帝京大学医学部附属病院、医療情報の連携基盤を構築:医療システムをSOAで
帝京大学医学部附属病院は、オラクルのミドルウェア製品群を活用し、医療情報の連携基盤を構築した。
スタッフ1人1分節約すれば大きな効果
この連携基盤は「iEHR (Electronic Health Record)」と呼ばれるもの。iEHRの「i」は「Integration」「Interface」を意味し、各種システムの情報の一元化、人間と医療機器のインタフェースをITが担うことを表しているという。2009年、既存の電子カルテシステムなどを利用しながら、医療情報の集約と一元管理による患者情報や検査情報などの可視化を実現するために構築された。同基盤は「Oracle BPEL Process Manager」や「Oracle Service Bus」をはじめとするオラクルのSOA技術が活用され、既存システムにほとんど手を加えずに構築されたという。

━━━

## 演習問題
提示文をもとに、次の問いに答えてください。
1. 帝京大学医学部附属病院は、どの会社のミドルウェア製品群を活用して医療情報の連携基盤を構築しましたか?
2. iEHRの「i」は何を意味していますか?
3. iEHRは何年に構築されましたか?

## データ

━━━

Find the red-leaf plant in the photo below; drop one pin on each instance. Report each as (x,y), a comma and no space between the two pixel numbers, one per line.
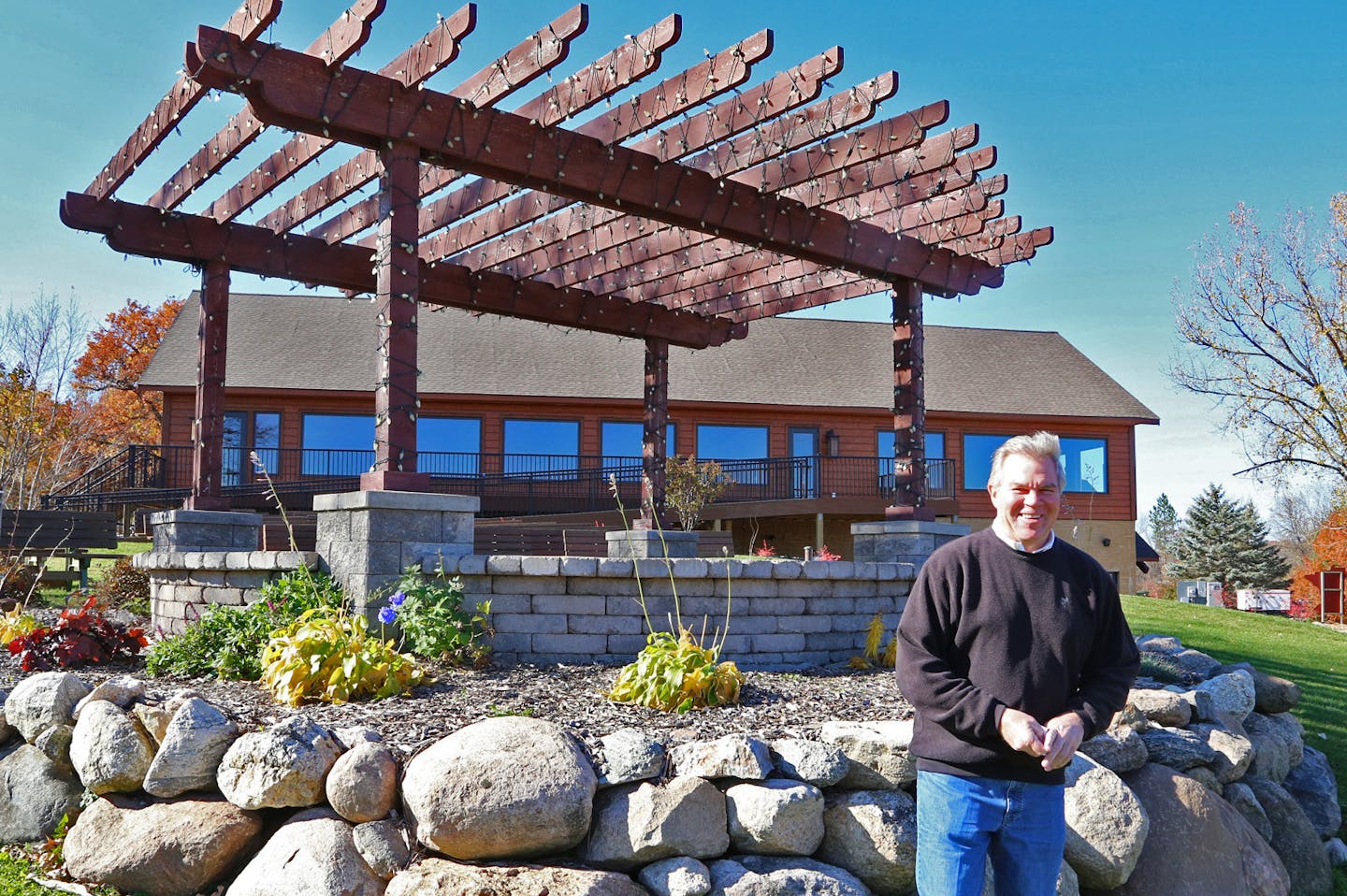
(79,638)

━━━

## 解答
1. オラクル
2. 「Integration」と「Interface」
3. 2009年